Listed entries
+---+
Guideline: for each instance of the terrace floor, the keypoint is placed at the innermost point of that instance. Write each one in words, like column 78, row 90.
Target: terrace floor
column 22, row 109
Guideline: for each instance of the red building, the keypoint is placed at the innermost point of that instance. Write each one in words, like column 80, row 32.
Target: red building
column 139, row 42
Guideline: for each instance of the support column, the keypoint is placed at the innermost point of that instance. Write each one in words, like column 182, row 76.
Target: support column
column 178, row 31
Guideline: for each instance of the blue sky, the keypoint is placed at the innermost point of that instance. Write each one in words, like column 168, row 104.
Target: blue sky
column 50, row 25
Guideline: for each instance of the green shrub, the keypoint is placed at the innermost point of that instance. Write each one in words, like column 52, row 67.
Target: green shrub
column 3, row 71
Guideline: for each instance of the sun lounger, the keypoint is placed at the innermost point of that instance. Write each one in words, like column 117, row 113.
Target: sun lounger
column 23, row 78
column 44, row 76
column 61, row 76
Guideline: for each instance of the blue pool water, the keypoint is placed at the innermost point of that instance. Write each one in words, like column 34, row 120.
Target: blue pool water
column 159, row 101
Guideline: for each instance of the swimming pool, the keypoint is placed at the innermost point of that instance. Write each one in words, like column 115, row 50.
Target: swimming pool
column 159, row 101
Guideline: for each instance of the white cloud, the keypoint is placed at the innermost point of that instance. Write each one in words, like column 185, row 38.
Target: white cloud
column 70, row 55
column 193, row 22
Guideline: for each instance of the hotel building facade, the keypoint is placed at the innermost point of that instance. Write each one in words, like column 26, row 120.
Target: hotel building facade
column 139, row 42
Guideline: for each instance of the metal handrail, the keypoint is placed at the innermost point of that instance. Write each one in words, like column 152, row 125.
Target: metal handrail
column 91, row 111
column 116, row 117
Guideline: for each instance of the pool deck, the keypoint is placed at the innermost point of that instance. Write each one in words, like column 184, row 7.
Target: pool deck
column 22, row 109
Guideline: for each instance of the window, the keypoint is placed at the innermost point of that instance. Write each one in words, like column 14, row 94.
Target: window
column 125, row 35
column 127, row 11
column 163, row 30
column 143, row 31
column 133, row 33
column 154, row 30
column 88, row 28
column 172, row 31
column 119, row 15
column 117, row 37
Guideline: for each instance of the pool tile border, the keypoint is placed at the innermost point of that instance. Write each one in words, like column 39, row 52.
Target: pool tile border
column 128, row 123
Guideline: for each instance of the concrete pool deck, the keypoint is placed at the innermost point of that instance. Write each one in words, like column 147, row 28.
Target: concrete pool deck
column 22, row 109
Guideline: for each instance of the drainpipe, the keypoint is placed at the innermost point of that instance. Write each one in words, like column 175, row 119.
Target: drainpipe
+---+
Work to do
Repeat all of the lines above word for word, without changing anything.

Full answer
Guideline: for each instance of the terrace floor, the keypoint is placed at the innermost point of that instance. Write each one in words, like column 78, row 90.
Target: terrace floor
column 22, row 109
Guideline: for each instance of the red building, the keypoint is placed at the innermost point of that instance. Write each one in words, like column 80, row 32.
Target: red building
column 139, row 42
Guideline: for each instance of the support column, the keypoint is placed at the innermost point of that instance. Write each one in words, like column 182, row 76.
Target: support column
column 178, row 31
Guideline: for each instance of the blue sky, the keypoint is placed at the innermost point of that instance. Write each one in words, like column 168, row 104.
Target: blue sky
column 50, row 25
Guideline: for each instance of the green shrub, the keypoint is placed at the innermost point of that instance. Write each one in words, like column 52, row 67.
Target: green shrub
column 3, row 71
Guideline: for each instance of the sun lounger, the keypoint is placed at the innermost point of that instance. Write each one in words, like column 117, row 113.
Target: sun lounger
column 23, row 78
column 44, row 76
column 61, row 76
Guideline: for each instance of the blue pool water, the keypoint is placed at the innermost point of that instance. Write each one in words, like column 34, row 120.
Target: blue pool water
column 159, row 101
Guideline: for each instance of the swimming pool, the keypoint is placed at the innermost point of that instance. Write each one in words, like column 115, row 50.
Target: swimming pool
column 159, row 101
Guideline: for each instance of the white cloud, the keypoint is placed at the innermost point of that instance. Write each one in words, like column 185, row 38.
Target: white cloud
column 70, row 55
column 193, row 22
Guideline: for each instance of the hotel building facade, the keypoint is placed at the innermost point of that instance. Write each one in words, like column 26, row 120.
Target: hotel building facade
column 139, row 42
Guideline: for each instance of the metal handrail, the keypoint is placed at the innermost point of that instance. Write each one in words, like column 152, row 125.
Target: metal handrail
column 91, row 111
column 116, row 117
Guideline: for each instance of the pool deck, the keypoint is placed at the innermost point of that instance. Write each one in words, like column 184, row 7.
Target: pool deck
column 22, row 109
Guideline: for each instance of the window, the keypoint is placed at the innermost point of that instance. Write each one in words, like column 14, row 94.
Target: window
column 125, row 35
column 127, row 11
column 163, row 30
column 143, row 31
column 133, row 33
column 154, row 30
column 88, row 28
column 172, row 31
column 119, row 15
column 117, row 37
Guideline: for each instance of the pool tile border, the keypoint is placed at the innermost point of that instance. Write each one in words, like column 39, row 52.
Target: pool tile border
column 128, row 123
Guideline: for each instance of the concrete pool deck, the keypoint is placed at the innermost point of that instance. Write each one in words, like column 147, row 28.
Target: concrete pool deck
column 22, row 109
Guideline: for each instance of the drainpipe, the keypoint is placed at the innermost point of that instance. Write each one in words, like column 175, row 119.
Target: drainpipe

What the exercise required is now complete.